§ Trecho fornecido

Leia abaixo a primeira parte da entrevista  

ConJur — O senhor graduou-se em Direito pela Universidade Federal de Alagoas em Administração de Empresas pelo Centro de Estudos Superiores de Maceió (Cesmac). Quais são suas lembranças do período de faculdade? Que professores marcaram sua formação?
Humberto Martins —
O que me marcou foi a convivência com os amigos e colegas e a reflexão sobre o futuro profissional. A dúvida entre advogar ou seguir carreiras na magistratura ou no Ministério Público. Vivíamos a transição da década de 1970 para os anos 1980. Havia uma crise econômica em formação no Brasil, que se estenderia pelos anos 1980, mas também existia esperança no país e no futuro de nossa geração. Muitos de nós acreditávamos em uma sociedade mais ética, solidária e fraterna. Alguns desses valores terminaram por se incorporar na Constituição de 1988.

Participei da vida estudantil como integrante do centro acadêmico e das representações estudantis nos órgãos universitários na Ufal. O engajamento, naquela época, era para a melhoria do curso, das condições de ensino e aprendizagem. Paralelamente aos estudos na Faculdade de Direito, fui estagiário no Tribunal de Justiça de Alagoas, onde tomei contato com uma outra realidade, com o sofrimento do jurisdicionado, a falta de condições de trabalho da magistratura e o heroísmo da advocacia.

Fui abençoado com grandes mestres na Faculdade de Direito. Todos, cada um a seu modo, contribuíram para minha formação. Sou devedor de todos eles. Cito, apenas a título de exemplo, alguns nomes de mestres inesquecíveis. José Fernandes de Lima Souza, o Tourinho, era o titular de Direito Processual Penal. Uma pessoa que moldou minha visão sobre o Direito e foi modelo para minha futura atuação como magistrado no Tribunal de Alagoas e no Superior Tribunal de Justiça. Cito também Marcos Bernardes de Mello, grande professor de Direito Civil, divulgador e discípulo maior de Pontes de Miranda, autor dos célebres livros sobre os planos da existência, da validade e da eficácia, todos eles ainda hoje editados e com grande sucesso. Alfredo Gaspar de Mendonça, que foi procurador-geral da Justiça, e Antonio Aleixo, professor de Direito Penal. Silvio de Macedo, que foi diretor da Faculdade de Direito da Ufal, outro nome que está em meu coração. Ele era um homem culto, formado em Direito, Pedagogia e Economia. Foi um dos últimos catedráticos da Ufal. Lecionou Direito Civil, Introdução à Ciência do Direito, Economia, além de dominar grego e latim.

§ Bloco de dados
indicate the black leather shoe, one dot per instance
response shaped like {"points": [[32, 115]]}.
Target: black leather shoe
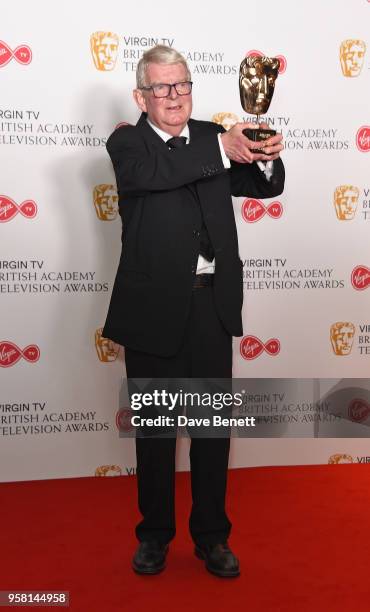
{"points": [[150, 558], [219, 559]]}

§ O que fazer
1 – Diga se cada afirmação abaixo está de acordo com a entrevista de Humberto Martins, respondendo sim ou não e citando as palavras da entrevista que decidem a questão. (a) Humberto Martins foi estagiário no Tribunal de Justiça de Alagoas. (b) Tourinho era o titular de Direito Civil. (c) Silvio de Macedo foi diretor da Faculdade de Direito da Ufal.
2 – Prossiga com a entrevista de Humberto Martins a partir da última frase mostrada.
As linhas do bloco de dados nada têm a ver com a entrevista de Humberto Martins.

§ Respostas finais
1 –
(a) Sim: "fui estagiário no Tribunal de Justiça de Alagoas".
(b) Não: "José Fernandes de Lima Souza, o Tourinho, era o titular de Direito Processual Penal."
(c) Sim: "Silvio de Macedo, que foi diretor da Faculdade de Direito da Ufal".

2 –
Alagoas sempre foi berço de grandes juristas. Pontes de Miranda, que é provavelmente o mais lembrado, está nesse panteão. Mas ao lado dele há nomes também relevantes, como os professores com quem tive o privilégio de conviver nos meus anos como estudante na Ufal.

Além de Direito, eu me formei na Cesmac em Administração de Empresas. Na época, fiz um estágio na então Salgema e fiz um curso de extensão na Universidade do Texas, em Austin, nos Estados Unidos, do qual também participou o hoje desembargador Fernando Norberto, atual presidente do Tribunal de Justiça de Pernambuco, embora seja alagoano.

Nunca imaginei quanto seria importante para minha trajetória profissional como futuro presidente da OAB de Alagoas e do STJ. Os conhecimentos de gestão foram fundamentais. Hoje em dia é cada vez mais necessário ao magistrado aliar a formação jurídica com conhecimentos de gestão. A eficiência da prestação jurisdicional depende da otimização de recursos, da alocação ótima de meios e do uso parcimonioso do dinheiro público.

ConJur — Antes de ingressar no Judiciário, o senhor foi aprovado em concursos públicos e exerceu cargos no Ministério Público (1979-1982) e como procurador do Estado de Alagoas (1982-2002). Como foi esse período?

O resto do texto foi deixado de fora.